### What the task asks
Look through the listing below for lines containing the word "this". State only their number.

———

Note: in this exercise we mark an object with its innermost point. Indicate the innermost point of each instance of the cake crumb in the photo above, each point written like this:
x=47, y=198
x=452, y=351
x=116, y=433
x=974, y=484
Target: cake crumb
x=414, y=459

———

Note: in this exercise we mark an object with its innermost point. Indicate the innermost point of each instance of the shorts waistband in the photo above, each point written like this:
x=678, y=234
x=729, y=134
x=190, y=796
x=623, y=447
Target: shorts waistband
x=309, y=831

———

### Solved exercise
2